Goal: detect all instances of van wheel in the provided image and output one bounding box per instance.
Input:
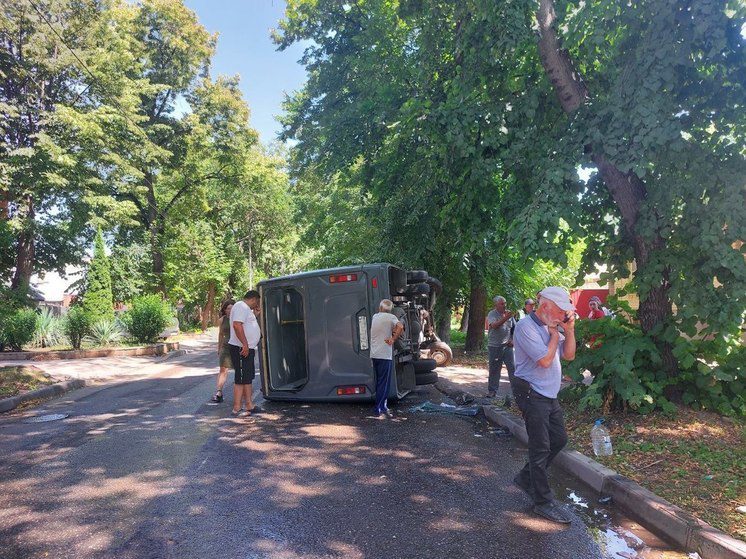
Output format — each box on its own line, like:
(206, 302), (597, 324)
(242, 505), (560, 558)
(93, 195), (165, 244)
(407, 270), (428, 283)
(428, 342), (453, 367)
(415, 371), (438, 385)
(413, 358), (437, 374)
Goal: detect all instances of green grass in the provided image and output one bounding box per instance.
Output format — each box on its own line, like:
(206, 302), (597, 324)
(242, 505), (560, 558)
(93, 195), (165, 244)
(0, 366), (55, 398)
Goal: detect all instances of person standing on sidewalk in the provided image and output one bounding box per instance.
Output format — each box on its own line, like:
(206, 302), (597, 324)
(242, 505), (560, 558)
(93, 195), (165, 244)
(369, 299), (404, 418)
(511, 286), (576, 525)
(486, 296), (516, 398)
(211, 299), (235, 403)
(228, 290), (261, 416)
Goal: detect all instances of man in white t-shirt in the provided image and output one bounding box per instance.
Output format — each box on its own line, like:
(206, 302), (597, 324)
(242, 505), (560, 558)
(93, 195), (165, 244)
(369, 299), (404, 418)
(228, 290), (261, 416)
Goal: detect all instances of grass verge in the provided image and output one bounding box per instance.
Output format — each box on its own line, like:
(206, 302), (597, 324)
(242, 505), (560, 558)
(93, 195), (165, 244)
(558, 399), (746, 541)
(0, 366), (56, 398)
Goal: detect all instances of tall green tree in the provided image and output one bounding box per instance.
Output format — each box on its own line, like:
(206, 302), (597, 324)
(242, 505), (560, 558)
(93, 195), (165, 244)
(82, 228), (114, 319)
(0, 0), (128, 290)
(523, 0), (746, 377)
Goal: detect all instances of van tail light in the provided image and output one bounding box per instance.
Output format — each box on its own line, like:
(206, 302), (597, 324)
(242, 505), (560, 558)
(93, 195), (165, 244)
(337, 386), (367, 395)
(329, 273), (358, 283)
(372, 277), (378, 288)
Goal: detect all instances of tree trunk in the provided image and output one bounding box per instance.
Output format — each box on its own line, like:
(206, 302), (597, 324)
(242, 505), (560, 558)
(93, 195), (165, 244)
(10, 196), (34, 291)
(536, 0), (677, 378)
(465, 264), (487, 352)
(436, 303), (452, 344)
(459, 306), (469, 332)
(201, 282), (216, 331)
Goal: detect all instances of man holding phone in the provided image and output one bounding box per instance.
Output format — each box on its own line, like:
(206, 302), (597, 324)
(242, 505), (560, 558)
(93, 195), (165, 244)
(511, 286), (576, 524)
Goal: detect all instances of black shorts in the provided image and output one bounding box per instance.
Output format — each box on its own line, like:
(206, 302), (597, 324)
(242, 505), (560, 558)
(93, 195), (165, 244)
(229, 344), (256, 385)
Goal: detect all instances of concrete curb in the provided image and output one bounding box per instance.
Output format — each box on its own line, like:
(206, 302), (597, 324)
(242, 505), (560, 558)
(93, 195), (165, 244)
(155, 348), (188, 362)
(0, 379), (86, 413)
(482, 405), (746, 559)
(0, 342), (180, 362)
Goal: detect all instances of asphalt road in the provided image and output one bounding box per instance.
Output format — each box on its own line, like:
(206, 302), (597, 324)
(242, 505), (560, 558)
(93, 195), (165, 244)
(0, 349), (682, 559)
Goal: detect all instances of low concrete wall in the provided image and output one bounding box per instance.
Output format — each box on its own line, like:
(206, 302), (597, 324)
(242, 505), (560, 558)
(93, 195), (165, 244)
(0, 342), (179, 362)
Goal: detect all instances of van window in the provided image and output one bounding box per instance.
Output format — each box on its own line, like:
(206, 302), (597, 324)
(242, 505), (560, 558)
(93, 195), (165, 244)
(265, 287), (308, 390)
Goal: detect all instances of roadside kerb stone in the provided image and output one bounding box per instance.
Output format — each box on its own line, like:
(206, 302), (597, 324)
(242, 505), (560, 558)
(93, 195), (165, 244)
(481, 404), (746, 559)
(0, 379), (86, 413)
(0, 342), (179, 362)
(156, 348), (188, 362)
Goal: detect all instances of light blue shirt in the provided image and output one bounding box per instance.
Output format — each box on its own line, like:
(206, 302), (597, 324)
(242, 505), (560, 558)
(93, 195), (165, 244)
(513, 314), (565, 398)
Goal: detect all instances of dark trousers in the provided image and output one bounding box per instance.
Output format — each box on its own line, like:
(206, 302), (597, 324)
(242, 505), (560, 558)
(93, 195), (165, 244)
(488, 345), (515, 393)
(513, 377), (568, 504)
(372, 358), (393, 414)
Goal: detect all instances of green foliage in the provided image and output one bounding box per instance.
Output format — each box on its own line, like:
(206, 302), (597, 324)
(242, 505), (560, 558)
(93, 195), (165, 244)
(84, 319), (125, 347)
(32, 308), (65, 348)
(0, 309), (38, 351)
(109, 241), (153, 303)
(567, 313), (746, 417)
(82, 229), (114, 320)
(64, 307), (93, 350)
(122, 295), (172, 344)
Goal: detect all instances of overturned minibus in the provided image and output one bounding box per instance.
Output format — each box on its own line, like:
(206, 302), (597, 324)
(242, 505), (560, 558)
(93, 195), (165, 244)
(257, 263), (450, 402)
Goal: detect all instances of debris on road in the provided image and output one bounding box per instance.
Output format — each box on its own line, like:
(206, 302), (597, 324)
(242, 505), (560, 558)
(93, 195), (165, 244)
(409, 400), (480, 416)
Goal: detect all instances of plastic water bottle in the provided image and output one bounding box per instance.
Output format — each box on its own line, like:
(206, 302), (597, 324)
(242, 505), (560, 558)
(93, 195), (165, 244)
(591, 419), (613, 456)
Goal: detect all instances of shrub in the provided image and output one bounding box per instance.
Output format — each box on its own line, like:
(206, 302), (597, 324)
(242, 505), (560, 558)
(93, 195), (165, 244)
(64, 307), (93, 350)
(32, 308), (65, 348)
(565, 316), (672, 414)
(0, 309), (38, 351)
(84, 318), (125, 347)
(566, 314), (746, 417)
(82, 228), (114, 320)
(122, 295), (171, 344)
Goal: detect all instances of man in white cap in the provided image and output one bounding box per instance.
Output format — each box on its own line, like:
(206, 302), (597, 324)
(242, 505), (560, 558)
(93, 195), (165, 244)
(511, 286), (576, 525)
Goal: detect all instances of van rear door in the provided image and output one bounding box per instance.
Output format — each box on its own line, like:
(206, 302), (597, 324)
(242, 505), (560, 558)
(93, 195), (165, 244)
(307, 272), (372, 391)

....................

### TASK STATEMENT
Copy each line above precisely, dropping the pictures.

### OUTPUT OF THE TASK
Goal: detect all instances of van wheel in the provided image and output one bounding box per instance.
Input:
Output format — each box on its own line, like:
(206, 302), (597, 324)
(242, 505), (560, 558)
(93, 195), (165, 244)
(407, 270), (428, 283)
(428, 342), (453, 367)
(415, 371), (438, 385)
(413, 358), (437, 374)
Goal: detect all instances of green grass in the provided image and output one bounding box per instance.
Output format — each box on its own line, like:
(206, 302), (597, 324)
(242, 505), (560, 558)
(93, 195), (165, 244)
(0, 366), (55, 398)
Goal: detect all instances of person standing on sidewalk in the provided image and output one bounding box per instance.
Output format — each box on its own line, like:
(206, 302), (597, 324)
(242, 505), (560, 558)
(93, 195), (165, 244)
(369, 299), (404, 418)
(511, 286), (576, 525)
(486, 296), (516, 398)
(211, 299), (235, 403)
(228, 290), (261, 416)
Goal: detect all instances of man in white t-shirt in the provided image and output one bounding box per instance.
Output format — each box on its own line, like:
(206, 302), (597, 324)
(242, 505), (560, 558)
(93, 195), (165, 244)
(369, 299), (404, 418)
(228, 290), (261, 416)
Goal: detect all instances of grass verge in the provided image and output one bounding box per instance.
Output format — each box on its own line, like:
(206, 302), (597, 324)
(242, 505), (560, 558)
(93, 195), (165, 244)
(558, 399), (746, 541)
(0, 366), (56, 398)
Goal: detect all instances of tall green tree in the provided image and output one bounding box per instance.
Output format — each box on its own line, like:
(206, 302), (597, 324)
(242, 505), (560, 558)
(93, 195), (165, 244)
(82, 228), (114, 319)
(0, 0), (128, 290)
(523, 0), (746, 377)
Goal: detect all instances of van tail light in the provided image and output one bounding box per instance.
Output format — each box on its own line, like:
(206, 302), (597, 324)
(242, 505), (560, 558)
(93, 195), (165, 244)
(337, 386), (367, 395)
(329, 273), (358, 283)
(372, 277), (378, 288)
Goal: detect all instances of tree trunk in the provided image and output one bounding box per instance.
Output format — each box on its own line, like:
(206, 302), (597, 324)
(242, 505), (560, 558)
(93, 195), (165, 244)
(10, 196), (34, 291)
(536, 0), (677, 378)
(465, 264), (487, 352)
(436, 303), (452, 344)
(459, 306), (469, 332)
(201, 282), (216, 331)
Goal: detect all instances of man holding phone in the provided image and output one bounding box per instance.
Output format — each box on its own line, like:
(206, 302), (597, 324)
(242, 505), (560, 558)
(93, 195), (165, 244)
(511, 286), (576, 524)
Goal: detect all instances of black shorts in the provided image and output one bounding box per instance.
Output format — each box on its own line, like:
(206, 302), (597, 324)
(242, 505), (560, 558)
(93, 195), (165, 244)
(229, 344), (256, 385)
Goal: detect all instances of concrete curb in the provided image and output one bounding box per instance.
Output format — each box on its own line, like:
(206, 302), (597, 324)
(242, 505), (560, 558)
(93, 195), (165, 244)
(155, 348), (188, 362)
(0, 379), (86, 413)
(482, 405), (746, 559)
(0, 342), (180, 362)
Goal: detect all instances of asphalt road in the provided image and output one bounding box per instance.
Output format — each box on its own line, like:
(206, 302), (597, 324)
(242, 505), (560, 558)
(93, 195), (165, 244)
(0, 349), (682, 559)
Goal: detect all instances of low concrete wall in the provided image and output one bounding box per instance.
Output format — each box on its own line, like:
(206, 302), (597, 324)
(242, 505), (560, 558)
(93, 195), (165, 244)
(0, 342), (179, 362)
Goal: detect all instances of van window in the provided image and output one bounding box per instance.
Output format — each box on its own line, like:
(206, 302), (597, 324)
(242, 505), (560, 558)
(93, 195), (165, 244)
(265, 287), (308, 390)
Goal: detect all instances of roadside kerb stone in the provided image and output one bounding box per instance.
Output format — each box on its own line, like:
(206, 302), (597, 324)
(242, 505), (560, 558)
(93, 195), (165, 244)
(481, 404), (746, 559)
(0, 379), (86, 413)
(0, 342), (179, 362)
(156, 348), (188, 362)
Goal: detect all instances of light blue shirt in the provided image and output one bounding box per instance.
Output format — each box on its own line, like:
(206, 302), (597, 324)
(242, 505), (560, 558)
(93, 195), (165, 244)
(513, 314), (565, 398)
Goal: detect all instances of dark trousers in the provided image and output one bounding box per instance.
Output format — each box on its own line, like:
(206, 302), (597, 324)
(242, 505), (560, 558)
(93, 195), (165, 244)
(488, 345), (515, 393)
(513, 377), (568, 504)
(372, 358), (393, 414)
Goal: detect all instances of green foliage in the provided image and output one bounding box per instance.
Output format — each box on its own line, like:
(206, 302), (597, 324)
(242, 505), (560, 558)
(93, 195), (165, 244)
(84, 319), (125, 347)
(32, 308), (65, 348)
(0, 309), (38, 351)
(109, 241), (153, 303)
(567, 313), (746, 417)
(82, 229), (114, 320)
(64, 307), (93, 350)
(122, 295), (172, 344)
Goal: detect all instances of overturned minibus in the provided image and output one bounding box per instance.
Output format — each box on its own line, like:
(206, 302), (597, 324)
(242, 505), (560, 558)
(93, 195), (165, 244)
(257, 263), (450, 402)
Goal: detect all instances of debris on road in the provided image and output one bounding box per instance.
Output format — each box on its own line, like:
(206, 302), (597, 324)
(242, 505), (560, 558)
(93, 195), (165, 244)
(409, 400), (480, 416)
Goal: detect all instances of plastic water bottle in the provided image and output one bounding box per instance.
Output format — each box on its own line, like:
(206, 302), (597, 324)
(242, 505), (560, 558)
(93, 195), (165, 244)
(591, 419), (613, 456)
Goal: detect all instances of shrub in the provided image and output one bounding box per instance.
Output format — each box on its own line, like:
(206, 302), (597, 324)
(242, 505), (560, 558)
(93, 195), (165, 244)
(64, 307), (93, 350)
(32, 308), (65, 348)
(565, 316), (672, 414)
(0, 309), (38, 351)
(84, 318), (125, 347)
(566, 314), (746, 417)
(82, 228), (114, 320)
(122, 295), (171, 344)
Goal: detect all instances of man in white cap in the provided image and output one bounding box per instance.
Output format — each box on its own line, like:
(206, 302), (597, 324)
(242, 505), (560, 558)
(93, 195), (165, 244)
(511, 286), (576, 525)
Goal: detect all instances of van rear door in the provided image and output one bounding box per instance.
Output format — each box on its own line, like:
(206, 302), (597, 324)
(242, 505), (560, 558)
(93, 195), (165, 244)
(307, 272), (372, 391)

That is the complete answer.